__TASK REQUIREMENTS__. Copy the entire listing below line for line, without altering any character.

__SUPPLIED MATERIAL__.
━━━

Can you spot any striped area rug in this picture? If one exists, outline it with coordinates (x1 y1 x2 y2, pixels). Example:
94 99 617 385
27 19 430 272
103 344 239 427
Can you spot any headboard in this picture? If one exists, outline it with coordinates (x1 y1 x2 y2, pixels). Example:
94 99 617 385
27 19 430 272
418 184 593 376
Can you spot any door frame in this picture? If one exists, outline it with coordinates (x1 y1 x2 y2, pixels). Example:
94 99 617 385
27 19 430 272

━━━

__RESPONSE BELOW__.
Can you spot any striped area rug in this picture? If one exists, outline it with coordinates (x1 y1 x2 y2, pixels). Example:
94 99 617 385
27 19 430 272
103 344 239 427
Can you spot any headboard in this picture? If one exists, outline it with coordinates (x1 y1 x2 y2, pixels). Example:
94 99 617 385
27 19 430 272
418 184 593 376
Can you spot any door frame in this picture? If one exists, outline it with coordinates (x1 y1 x2 y2, pixels). Example:
94 99 617 385
27 19 430 272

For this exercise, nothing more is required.